Start of Block

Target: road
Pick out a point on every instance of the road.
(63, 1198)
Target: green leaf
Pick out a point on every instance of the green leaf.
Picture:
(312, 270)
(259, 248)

End of Block

■ Your task: Copy out each record above exactly, leaving nothing out.

■ Finished task:
Target: road
Pick out a point on every instance of the road.
(63, 1198)
Target: green leaf
Pick out a point on every instance of the green leaf.
Picture:
(312, 270)
(259, 248)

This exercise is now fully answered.